### [Passage provided]
++++++++
You win best comment award. Thanks for your kind words about our business and my videos, and I am so glad you decided to save the tractors. If you ever need any help at all, tips, guidance, advice, tech support, you give me a call or send me an email, and I will be there for you.
Some good info... I found a barn find on my 10 hp Kohler. The lady I bought it from she said it's been sitting in same spot for 25 years... looks brand new after cleaning up, just can't wait hear it run.... I got it for go kart for kids... but I'm not sure on it..for 25$ can't beat it
I just picked up a cub cadet 1650 with a kohler. When i went to look at it. The guy was explaining some of the work he's done recently. And he said he did a head gasket on it and got parts from you. I chuckled and siad i love Norman from i save tractors.
I have a Wheelhorse ,1984, with a 12 hp K series engine I bought 3 years ago. I simply cleaned the tractor of squirrel nests, changed the oil, a new battery and it's been my work pony ever since. I don't agree with the advise to change out the carb. If it ain't broke, don't fix it. I have cleaned up many carbs with lacquer thinner, reassembled and they still work perfectly. The rest of your advise is good, but not necessarily always required. Thumbs up for a well presented video
I have other videos that go into further detail on some of these things. But to answer your question, you want to finish with a finer finish 150 grit minimum to maintain a good seal, but this can be slightly subjective.
++++++++
### [Dataset content]
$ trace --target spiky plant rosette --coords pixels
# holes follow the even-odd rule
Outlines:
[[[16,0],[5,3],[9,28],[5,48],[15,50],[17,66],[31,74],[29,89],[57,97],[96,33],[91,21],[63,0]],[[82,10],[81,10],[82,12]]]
++++++++
### [List of tasks]
1/ In the tractor comments, copy out the part that opens with "You win best" and closes with "there for you.".
2/ Write the next part of the comments about old tractors and Kohler engines, picking up after their final sentence.

### [The replies]
1/
You win best comment award. Thanks for your kind words about our business and my videos, and I am so glad you decided to save the tractors. If you ever need any help at all, tips, guidance, advice, tech support, you give me a call or send me an email, and I will be there for you.

2/
I have owned 3 classic cubs with K-Series engines. As soon as I got them I administratively replaced the carbs with IST carbs, no issues. The one time you DONT want carb issues is when your looking at 3' of snow.
I had an old k181 that i turned the head down in my lathe and years later i welded the spark plug hole to mill and drill where i wanted it. It ran great and i just sold it after owning it for 25 years. It was .030 over as well when i was done with it. A work horse year after year
Norman you have a wonderful channel & web site. I will be using you in the future. Folks you take care of these old Kohler engines & they will take good care of you.
I like to take my Kohler heads to the local machinist and have them milled flat. It usually only takes .005 or .010 to get them cleaned up and flat. An old small engine mechanic also taught me to paint the head gasket with aluminum paint and install the head gasket and head before it dries. Also, maybe I missed it but I do not think you talked about retorquing the head bolts after running the engine.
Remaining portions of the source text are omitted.